• **Images for object localization**:

++++

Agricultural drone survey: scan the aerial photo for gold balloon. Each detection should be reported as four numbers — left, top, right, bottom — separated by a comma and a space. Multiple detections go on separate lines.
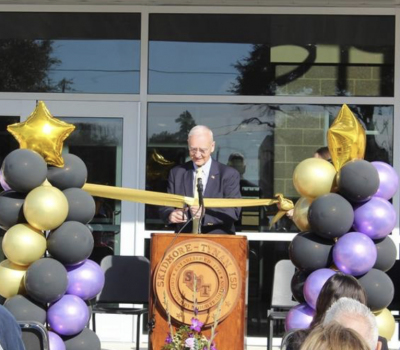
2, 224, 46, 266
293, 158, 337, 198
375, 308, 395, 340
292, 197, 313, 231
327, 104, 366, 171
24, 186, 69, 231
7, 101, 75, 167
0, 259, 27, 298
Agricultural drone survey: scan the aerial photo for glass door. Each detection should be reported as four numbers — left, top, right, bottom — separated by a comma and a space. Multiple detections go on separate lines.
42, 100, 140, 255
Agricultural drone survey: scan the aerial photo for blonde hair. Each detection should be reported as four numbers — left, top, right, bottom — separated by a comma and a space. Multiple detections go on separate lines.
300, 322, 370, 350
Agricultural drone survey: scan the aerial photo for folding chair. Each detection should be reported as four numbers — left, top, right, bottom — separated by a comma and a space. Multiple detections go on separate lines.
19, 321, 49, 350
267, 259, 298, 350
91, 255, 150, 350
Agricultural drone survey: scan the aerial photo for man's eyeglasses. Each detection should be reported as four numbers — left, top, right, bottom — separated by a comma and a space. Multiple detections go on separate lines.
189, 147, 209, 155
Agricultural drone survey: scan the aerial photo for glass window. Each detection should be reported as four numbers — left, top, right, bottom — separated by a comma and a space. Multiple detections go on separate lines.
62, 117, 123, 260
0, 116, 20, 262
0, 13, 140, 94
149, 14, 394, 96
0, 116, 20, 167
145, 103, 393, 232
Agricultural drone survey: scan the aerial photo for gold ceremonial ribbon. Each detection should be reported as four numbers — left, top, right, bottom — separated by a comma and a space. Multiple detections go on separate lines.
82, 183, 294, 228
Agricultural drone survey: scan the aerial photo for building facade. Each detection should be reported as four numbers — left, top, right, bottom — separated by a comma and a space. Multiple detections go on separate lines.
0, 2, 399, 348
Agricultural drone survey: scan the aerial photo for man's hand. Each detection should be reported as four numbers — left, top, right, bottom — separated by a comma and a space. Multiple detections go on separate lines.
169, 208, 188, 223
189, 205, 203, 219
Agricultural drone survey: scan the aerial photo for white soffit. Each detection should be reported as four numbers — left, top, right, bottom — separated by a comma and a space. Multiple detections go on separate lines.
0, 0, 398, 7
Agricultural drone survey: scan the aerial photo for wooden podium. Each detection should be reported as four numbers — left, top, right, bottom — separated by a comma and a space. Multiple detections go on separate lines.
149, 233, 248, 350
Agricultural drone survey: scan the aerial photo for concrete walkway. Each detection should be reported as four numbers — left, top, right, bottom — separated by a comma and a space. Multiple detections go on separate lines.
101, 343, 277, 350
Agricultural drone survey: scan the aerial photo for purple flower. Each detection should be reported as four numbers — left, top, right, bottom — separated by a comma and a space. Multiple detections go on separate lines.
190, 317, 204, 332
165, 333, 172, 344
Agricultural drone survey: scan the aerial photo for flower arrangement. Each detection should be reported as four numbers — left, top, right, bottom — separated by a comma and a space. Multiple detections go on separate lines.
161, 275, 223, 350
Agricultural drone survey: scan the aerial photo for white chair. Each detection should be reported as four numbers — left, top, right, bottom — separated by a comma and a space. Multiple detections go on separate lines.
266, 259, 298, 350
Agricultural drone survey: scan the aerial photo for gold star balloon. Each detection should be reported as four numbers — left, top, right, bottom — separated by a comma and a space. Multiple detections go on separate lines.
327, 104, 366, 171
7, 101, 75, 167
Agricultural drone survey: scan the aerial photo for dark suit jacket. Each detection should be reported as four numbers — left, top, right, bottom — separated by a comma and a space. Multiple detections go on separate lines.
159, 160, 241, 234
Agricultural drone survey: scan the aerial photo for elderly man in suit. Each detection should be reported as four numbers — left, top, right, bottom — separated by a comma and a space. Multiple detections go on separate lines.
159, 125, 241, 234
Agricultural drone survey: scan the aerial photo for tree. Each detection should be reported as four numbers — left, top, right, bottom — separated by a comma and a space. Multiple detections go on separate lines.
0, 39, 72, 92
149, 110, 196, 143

++++

• **Exercise goal**: Skip every image and output the remaining records exactly.

• **Your solution**:
Agricultural drone survey: scan the aerial photo for gold balloon. Each detection should be reported as four numbers — left, top, right, bottom — separated by a comma and a space. Multiple detections go on separate lines.
2, 224, 46, 266
293, 158, 337, 198
375, 308, 395, 340
292, 197, 313, 231
327, 104, 366, 171
24, 186, 69, 231
7, 101, 75, 167
0, 259, 27, 298
Agricultural drone survey: scan the aerial photo for glass door. Each detection should be reported as four numbers — left, top, right, bottom — separated by a comma and a space. Multiple detections go on separate lines.
42, 100, 140, 255
Agricultural drone survey: scan the aerial photo for blonde hair. Each detection should be reported as four numbers — left, top, right, bottom — separated by a comma and a space. Multiple detections go on separate lines.
300, 322, 370, 350
Agricultural drone survey: scan the aerial photo for folding chair. Each detection should be reported as four numbers — left, top, right, bottom — separated by a comma and a space. Multiple detections go on separate lines.
19, 321, 49, 350
267, 259, 298, 350
91, 255, 150, 350
Agricultural drone survey: scan the aerial photo for man's eyeglasses. Each detection should be reported as four numbers — left, top, right, bottom — separated by a comma and a space. Multiple detections go on separate lines.
189, 147, 209, 155
Agricultural drone survey: scan the aerial photo for glass window. Each detection should be reported as four numbers — left, top, right, bottom — separated by a comma and a space. Multiple detections go on separate lines.
62, 117, 123, 260
0, 116, 20, 262
0, 13, 140, 94
149, 14, 394, 96
0, 116, 20, 167
145, 103, 393, 232
Agricultural drone survey: scan the aerial photo for gold ceremonial ribbon. Each detection should be reported as four numbers — left, top, right, bottom — separated by a comma and a space. Multiple detections go on separate lines.
82, 183, 294, 228
Agricultural drone survey: scan the aerial photo for building facade. Each detection should be reported as four numbers — left, top, right, bottom — separated by a comma and a space. Multiple detections go on separate lines.
0, 2, 399, 348
Agricultural drone survey: scan the aerial photo for man's hand. Each detection should be reported as four numbers — left, top, right, bottom — separated by a comma and a space. Multiple detections go on separate lines.
169, 208, 188, 223
189, 205, 203, 219
Agricultural drone survey: scan the aerial photo for white soffit. Each detection should be reported as four numbers — left, top, right, bottom — separated by a comma and a space. Multiple detections go on separate lines.
0, 0, 398, 7
Agricultural drone survey: scan the aerial photo for wooden podium. Each detection should be reported as four numbers — left, top, right, bottom — separated by a comma and a space. Multiple detections go on separate lines.
149, 233, 248, 350
Agricultural drone survey: scan the aerial photo for concrete walkway. Each detection should be reported as four numbers — left, top, right, bottom — separated by a comma and a space. Multiple detections go on separate lines.
101, 343, 277, 350
Agricultural drone survey: scan the aerial photo for purple flower. Each detection should be reported as four numbers — left, top, right, bottom — separated by a comma and a space. Multiple detections go on separate lines.
190, 317, 204, 332
165, 333, 172, 344
Agricultural drone survey: scan the aerial photo for flower arrangement. Each detection should be reported as four numbers — left, top, right, bottom — separated by a comma and a space. Multiple detections go on separate lines.
161, 275, 223, 350
Agricultural drone survey: scan the aerial photo for white chair. Each detection should be reported as four numbers — left, top, right, bottom — separated by a comma and a space. Multiple detections go on separate lines.
266, 259, 298, 350
Agricultural drone survey: scan the aerial photo for gold star balloon. Each detection should be reported as four numbers — left, top, right, bottom — separated by a comma and a space. Multiple detections go on separate lines.
327, 104, 366, 171
7, 101, 75, 167
Agricultural drone survey: scan the aerial photo for dark suit jacket. Each detection should be reported as four numbers — left, top, right, bottom — separated by a comma and a space. Multiple detections go on separate lines.
159, 160, 241, 234
Agricultural drone survey: scan the aerial photo for elderly man in suit. Each detection should be reported as four numbers — left, top, right, bottom — separated by a comma and a space. Multiple detections go on separate lines.
159, 125, 241, 234
Agricultural drone survey: scan the aerial photo for tree. Each detection should be reported as four numbers — left, top, right, bottom — separated by a comma and a space. Multiple detections go on separate lines.
0, 39, 72, 92
149, 110, 196, 143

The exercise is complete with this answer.